▶ **BRIEF**
Give the items below as a numbered list with no blank lines, and leave the pictures out.

▶ **DATA FOR PROCESSING**
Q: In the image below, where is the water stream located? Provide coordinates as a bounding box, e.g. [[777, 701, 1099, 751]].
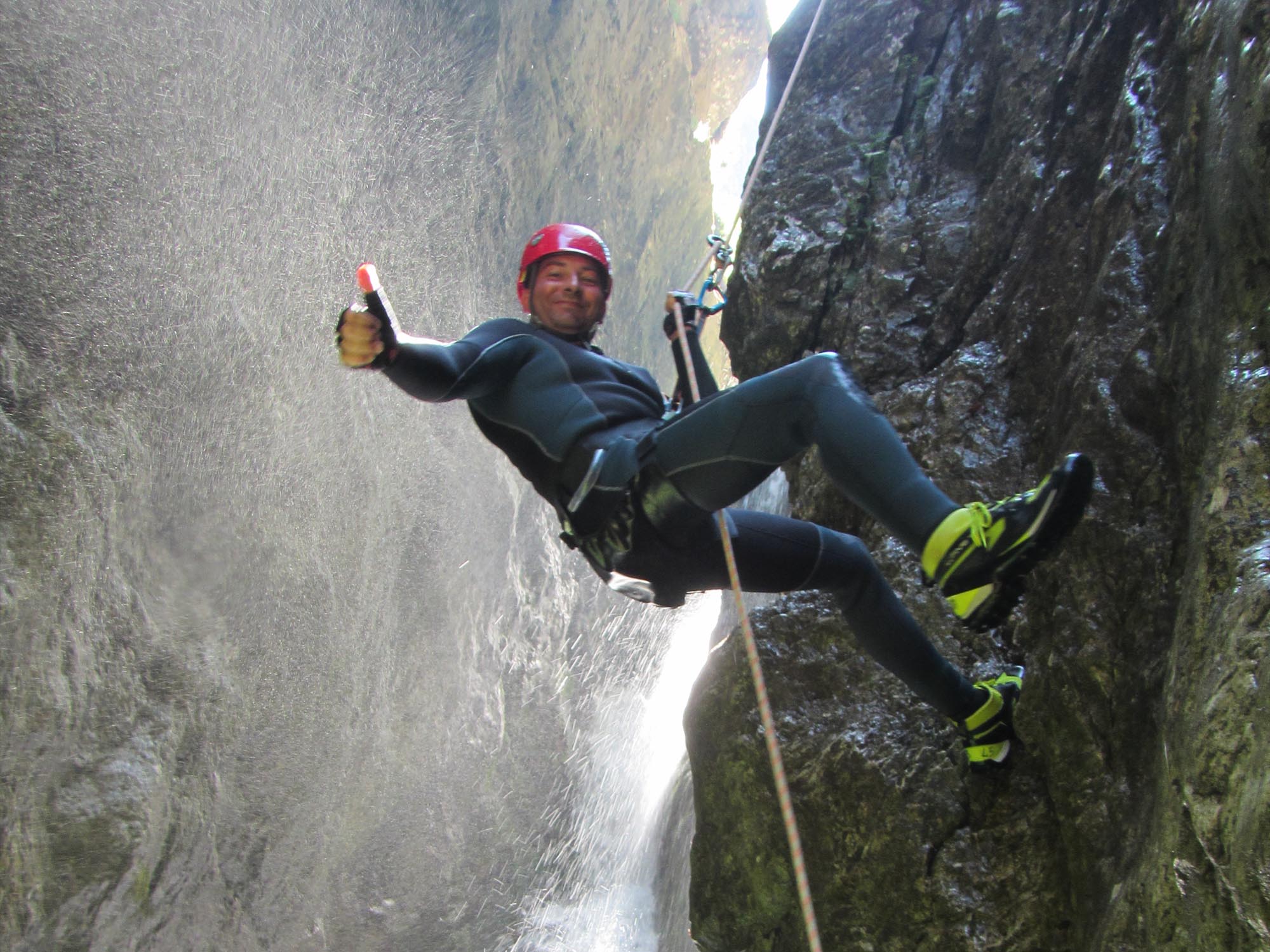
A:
[[0, 0, 772, 952]]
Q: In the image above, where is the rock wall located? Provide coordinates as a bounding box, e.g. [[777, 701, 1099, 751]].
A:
[[0, 0, 767, 952], [687, 0, 1270, 952]]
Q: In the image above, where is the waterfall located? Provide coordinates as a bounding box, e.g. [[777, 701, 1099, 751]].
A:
[[0, 0, 767, 952]]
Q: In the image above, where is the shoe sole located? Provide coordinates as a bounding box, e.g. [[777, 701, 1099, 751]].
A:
[[963, 453, 1093, 631]]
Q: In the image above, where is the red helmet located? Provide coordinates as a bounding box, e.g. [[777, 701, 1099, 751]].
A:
[[516, 223, 613, 301]]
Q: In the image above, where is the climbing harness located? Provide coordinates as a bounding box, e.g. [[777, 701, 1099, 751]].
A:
[[672, 0, 824, 952]]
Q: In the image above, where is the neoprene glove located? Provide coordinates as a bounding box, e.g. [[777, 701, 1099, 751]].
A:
[[335, 303, 398, 369], [662, 291, 705, 340]]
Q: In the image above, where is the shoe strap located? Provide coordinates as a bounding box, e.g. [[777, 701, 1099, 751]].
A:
[[963, 682, 1006, 736], [965, 503, 992, 548]]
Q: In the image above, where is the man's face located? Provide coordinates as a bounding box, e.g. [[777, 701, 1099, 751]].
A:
[[521, 251, 605, 336]]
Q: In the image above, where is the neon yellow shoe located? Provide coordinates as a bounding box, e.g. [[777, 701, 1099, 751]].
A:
[[922, 453, 1093, 631], [956, 665, 1024, 773]]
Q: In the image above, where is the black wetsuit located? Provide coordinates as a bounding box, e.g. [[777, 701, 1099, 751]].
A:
[[385, 319, 982, 718]]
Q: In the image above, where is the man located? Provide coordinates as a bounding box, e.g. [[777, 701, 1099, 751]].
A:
[[337, 225, 1093, 769]]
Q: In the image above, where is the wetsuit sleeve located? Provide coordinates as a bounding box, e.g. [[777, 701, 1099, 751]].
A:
[[671, 324, 719, 406], [384, 322, 508, 402]]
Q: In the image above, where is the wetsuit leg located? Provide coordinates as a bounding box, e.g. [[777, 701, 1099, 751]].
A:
[[631, 509, 983, 720], [655, 353, 956, 553]]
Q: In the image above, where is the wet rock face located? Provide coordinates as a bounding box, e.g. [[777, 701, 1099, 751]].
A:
[[688, 0, 1270, 949], [0, 0, 766, 952]]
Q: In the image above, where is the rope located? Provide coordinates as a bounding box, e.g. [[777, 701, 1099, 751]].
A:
[[674, 0, 824, 952], [687, 0, 824, 288]]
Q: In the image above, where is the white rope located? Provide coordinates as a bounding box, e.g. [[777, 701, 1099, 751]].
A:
[[674, 7, 824, 952]]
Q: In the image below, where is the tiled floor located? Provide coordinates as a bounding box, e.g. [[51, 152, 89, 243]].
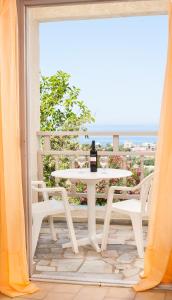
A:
[[34, 223, 147, 284], [0, 282, 172, 300]]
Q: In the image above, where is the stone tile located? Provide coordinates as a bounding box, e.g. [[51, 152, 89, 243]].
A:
[[51, 258, 83, 272], [63, 248, 84, 258], [52, 283, 82, 294], [135, 292, 166, 300], [19, 289, 48, 300], [33, 281, 56, 291], [36, 265, 56, 272], [134, 258, 144, 269], [74, 286, 108, 300], [85, 250, 101, 260], [44, 292, 74, 300], [79, 260, 112, 274], [103, 257, 115, 265], [117, 253, 135, 264], [106, 287, 136, 300], [101, 250, 118, 258], [123, 268, 140, 277], [37, 259, 51, 266]]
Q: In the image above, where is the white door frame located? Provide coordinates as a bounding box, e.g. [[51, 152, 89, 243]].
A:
[[26, 0, 168, 275]]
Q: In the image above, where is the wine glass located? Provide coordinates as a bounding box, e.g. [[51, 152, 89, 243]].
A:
[[100, 156, 108, 173], [77, 156, 86, 169]]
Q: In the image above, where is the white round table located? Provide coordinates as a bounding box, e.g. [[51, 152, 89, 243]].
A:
[[51, 168, 132, 252]]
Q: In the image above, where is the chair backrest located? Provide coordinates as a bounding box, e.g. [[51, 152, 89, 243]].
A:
[[140, 173, 154, 215], [31, 181, 49, 201]]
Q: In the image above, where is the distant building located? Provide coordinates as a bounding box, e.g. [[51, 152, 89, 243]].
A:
[[124, 141, 134, 149]]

▶ **RESPONSE TO THIS TASK**
1. Q: In the image below, where is the water stream located? Provide coordinates as a bounding box, e.g. [[777, 701, 1099, 751]].
2. A:
3. [[0, 0, 772, 952]]
4. Q: In the image above, where is the rock wall located? Provide coordinates as a bounding box, e.g. [[777, 701, 1099, 751]].
5. A:
6. [[0, 0, 767, 952], [687, 0, 1270, 952]]
7. Q: In the image above, where is the waterfall located? Provide coordinates as a bounding box, e.g. [[777, 701, 1099, 751]].
8. A:
9. [[0, 0, 767, 952]]
10. Q: In the image above, where is the shoe sole located? Provide coordinates as a bounding box, e.g. [[777, 701, 1099, 751]].
11. A:
12. [[963, 453, 1093, 631]]
13. Q: In the image above, where is the red helmet located? Provide coordinates as a bounding box, e.g. [[777, 701, 1099, 751]].
14. A:
15. [[516, 223, 613, 301]]
16. Q: In the image above, where is the climbing harness located? Provide coordinates as a bounding box, e.g. [[777, 701, 1099, 751]].
17. A:
18. [[672, 0, 824, 952]]
19. Q: In the image above, where is the neoprene glove located? Provide coordinates as a bounding box, e.g. [[777, 701, 1099, 751]].
20. A:
21. [[335, 303, 398, 369], [662, 291, 705, 340]]
22. Q: In the image above, where is the shoe strap located? Provide coordinates as a bounding box, e.g. [[777, 701, 1099, 751]].
23. A:
24. [[963, 682, 1006, 736], [965, 503, 992, 548]]
25. Q: In the image above, where is the man's face located? Provide coordinates as a bounding box, e.g. [[777, 701, 1099, 751]].
26. A:
27. [[521, 251, 605, 336]]
28. Q: In the image above, where is the neon yellow shoe located? Provide coordinates as a bounding box, e.g. [[777, 701, 1099, 751]].
29. A:
30. [[922, 453, 1093, 631], [956, 665, 1024, 773]]
31. Q: In the image above, where is the black wetsuit located? Provide coordinates as a bounding box, e.g. [[777, 701, 1099, 751]].
32. A:
33. [[385, 319, 982, 718]]
34. Q: In the image above, where is the man located? Provide coordinates as a bounding box, e.g. [[777, 701, 1099, 751]].
35. A:
36. [[337, 225, 1093, 769]]
37. Q: In the image above, where is the wetsuit sleeve located? Provide coordinates as a bounding box, e.g. [[777, 701, 1099, 751]].
38. A:
39. [[671, 324, 719, 406], [384, 322, 508, 402]]
40. Q: In the image above, where is the wetsuit leg located? Provide coordinates as a bounding box, e.g. [[777, 701, 1099, 751]].
41. A:
42. [[631, 509, 983, 720], [655, 353, 956, 553]]
43. Q: In the image above, where is the wet rock face located? Provide coordinates as a bounding box, e.g. [[777, 701, 1099, 751]].
44. A:
45. [[688, 0, 1270, 949], [0, 0, 766, 952]]
46. Q: In the image above, where is the rope located? Provide coordinates as a bounding box, e.g. [[777, 701, 1099, 751]].
47. A:
48. [[674, 0, 824, 952], [687, 0, 824, 288]]
49. Q: In the image above, where is the white rope located? Provide coordinates as a bounding box, e.g. [[777, 701, 1099, 751]].
50. A:
51. [[674, 7, 824, 952]]
52. Q: In the image below, where is the tiled floor located? Provide coordinates as a bounding box, e.g. [[51, 152, 89, 243]].
53. A:
54. [[34, 223, 147, 284], [0, 282, 172, 300]]
55. Q: In the image above, where is the stone tile located? Provide coordinates as a bounding box, e.g. [[51, 152, 89, 243]].
56. A:
57. [[51, 258, 83, 272], [63, 248, 84, 258], [52, 283, 82, 294], [135, 292, 166, 300], [19, 289, 48, 300], [33, 281, 56, 291], [36, 265, 56, 272], [134, 258, 144, 269], [74, 286, 108, 300], [85, 250, 101, 260], [44, 292, 74, 300], [79, 260, 112, 274], [103, 257, 115, 265], [117, 253, 135, 264], [106, 287, 136, 300], [101, 250, 118, 258], [123, 268, 140, 277], [37, 259, 51, 266]]
58. Q: In the image above, where is the white door frame located? Provide coordinates as a bounding box, e.g. [[51, 152, 89, 243]].
59. A:
60. [[26, 0, 168, 275]]
61. Q: In the image above, where is the wine glass located? Provide coordinates as a bounding box, e.g. [[51, 152, 89, 243]].
62. A:
63. [[100, 156, 108, 173], [77, 156, 86, 169]]
64. Q: In the image above, where is the white round table located? Provide coordinates as a bounding box, e.g. [[51, 152, 89, 243]].
65. A:
66. [[51, 168, 132, 252]]
67. Q: In the image above, where is the chair backrest located? Provide coordinates as a bounding box, e.g. [[51, 152, 89, 243]].
68. A:
69. [[140, 173, 154, 215], [31, 181, 49, 201]]
70. Q: In the image above, where is the distant building located? Provide coordinates as a bounding box, e.g. [[51, 152, 89, 243]].
71. A:
72. [[124, 141, 134, 149]]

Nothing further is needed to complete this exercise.